On commence à peine à mesurer l’impact de la fin du communisme. Repoussoir pour les uns, espoir pour les autres, peu importe. Mais ce qui est sûr, c’est qu’à deux siècles exactement de distance, la chute du Mur de Berlin a répondu à la Prise de la Bastille, bouclant ainsi la boucle de la Révolution. Or la Révolution aura été, au cours de ces deux siècles, la clameur du laos. Un opérateur symbolique qui, comme le montre Milner, a permis pour la première fois de penser ensemble la révolte et la pensée. « Révoltes logiques », avait dit Rimbaud, repris par Rancière. « On a raison de se révolter », clamions-nous naguère, et déjà en vain, aux portes des usines.

**Extrait de données**
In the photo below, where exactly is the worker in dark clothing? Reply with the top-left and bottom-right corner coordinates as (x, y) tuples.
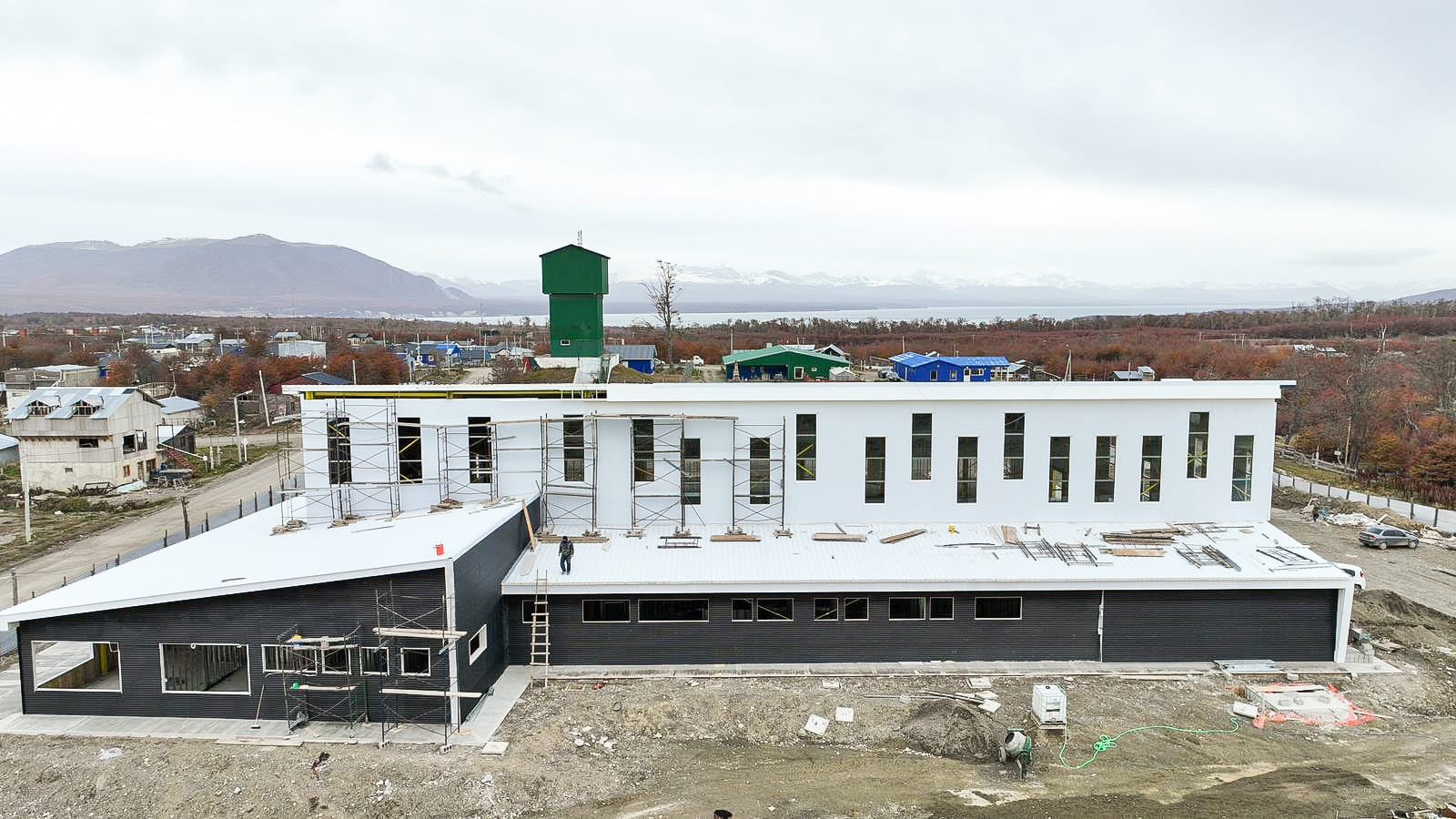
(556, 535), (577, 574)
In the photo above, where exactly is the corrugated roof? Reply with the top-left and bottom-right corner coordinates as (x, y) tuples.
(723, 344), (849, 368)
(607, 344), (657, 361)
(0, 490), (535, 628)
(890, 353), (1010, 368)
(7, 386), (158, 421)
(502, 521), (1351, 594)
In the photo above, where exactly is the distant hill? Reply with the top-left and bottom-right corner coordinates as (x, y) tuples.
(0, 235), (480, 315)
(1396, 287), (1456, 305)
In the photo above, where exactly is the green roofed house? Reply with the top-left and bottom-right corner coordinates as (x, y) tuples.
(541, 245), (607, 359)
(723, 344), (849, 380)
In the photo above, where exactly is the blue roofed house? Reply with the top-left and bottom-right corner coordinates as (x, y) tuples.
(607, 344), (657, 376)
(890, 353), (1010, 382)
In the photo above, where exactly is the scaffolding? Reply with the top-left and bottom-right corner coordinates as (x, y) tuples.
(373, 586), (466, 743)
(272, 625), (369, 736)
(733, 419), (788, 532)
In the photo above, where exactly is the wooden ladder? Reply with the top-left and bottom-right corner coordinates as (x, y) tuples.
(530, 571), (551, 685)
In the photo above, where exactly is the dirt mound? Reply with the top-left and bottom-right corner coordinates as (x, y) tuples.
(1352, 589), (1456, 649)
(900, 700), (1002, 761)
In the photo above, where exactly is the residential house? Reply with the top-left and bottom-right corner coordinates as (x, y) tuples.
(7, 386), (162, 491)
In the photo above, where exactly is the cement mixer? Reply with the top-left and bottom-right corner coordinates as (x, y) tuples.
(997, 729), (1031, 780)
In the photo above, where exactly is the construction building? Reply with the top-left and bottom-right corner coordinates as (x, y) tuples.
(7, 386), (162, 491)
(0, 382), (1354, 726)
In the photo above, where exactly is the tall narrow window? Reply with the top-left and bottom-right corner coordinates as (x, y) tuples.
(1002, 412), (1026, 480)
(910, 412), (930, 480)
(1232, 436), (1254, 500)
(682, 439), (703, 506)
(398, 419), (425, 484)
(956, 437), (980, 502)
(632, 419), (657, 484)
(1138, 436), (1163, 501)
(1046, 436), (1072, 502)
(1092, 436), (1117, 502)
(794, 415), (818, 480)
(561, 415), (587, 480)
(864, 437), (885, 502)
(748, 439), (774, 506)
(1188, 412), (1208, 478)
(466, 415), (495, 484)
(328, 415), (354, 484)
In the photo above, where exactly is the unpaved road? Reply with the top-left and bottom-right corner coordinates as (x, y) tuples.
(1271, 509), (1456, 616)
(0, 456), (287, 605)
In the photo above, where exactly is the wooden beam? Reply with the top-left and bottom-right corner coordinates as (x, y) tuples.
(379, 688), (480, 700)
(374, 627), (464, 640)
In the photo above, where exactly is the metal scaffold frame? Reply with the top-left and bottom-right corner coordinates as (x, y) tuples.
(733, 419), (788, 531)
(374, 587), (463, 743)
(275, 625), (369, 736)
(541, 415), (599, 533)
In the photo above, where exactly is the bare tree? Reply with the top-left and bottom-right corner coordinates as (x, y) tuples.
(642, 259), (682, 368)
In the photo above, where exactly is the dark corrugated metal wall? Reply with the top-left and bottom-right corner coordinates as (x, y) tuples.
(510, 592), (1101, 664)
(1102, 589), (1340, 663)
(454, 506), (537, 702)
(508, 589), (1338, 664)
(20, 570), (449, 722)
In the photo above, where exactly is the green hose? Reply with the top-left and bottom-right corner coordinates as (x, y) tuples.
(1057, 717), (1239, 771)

**Travail demandé**
**A.** Recopiez mot pour mot le passage sur la fin du communisme, en commençant à « On commence à » et en terminant à « portes des usines. ».
**B.** D'après le passage sur la fin du communisme, expliquez pourquoi la chute du Mur de Berlin boucle la boucle de la Révolution.
**C.** Dans le passage sur la fin du communisme, qui a parlé de « Révoltes logiques » ?
Les items n'interviennent pas dans ce travail.

**Corrigés par tâche**
**A.**
On commence à peine à mesurer l’impact de la fin du communisme. Repoussoir pour les uns, espoir pour les autres, peu importe. Mais ce qui est sûr, c’est qu’à deux siècles exactement de distance, la chute du Mur de Berlin a répondu à la Prise de la Bastille, bouclant ainsi la boucle de la Révolution. Or la Révolution aura été, au cours de ces deux siècles, la clameur du laos. Un opérateur symbolique qui, comme le montre Milner, a permis pour la première fois de penser ensemble la révolte et la pensée. « Révoltes logiques », avait dit Rimbaud, repris par Rancière. « On a raison de se révolter », clamions-nous naguère, et déjà en vain, aux portes des usines.

**B.** La chute du Mur de Berlin est survenue exactement deux siècles après la Prise de la Bastille, à laquelle elle a répondu. Elle referme ainsi le cycle ouvert par la Révolution.

**C.** Rimbaud, repris par Rancière.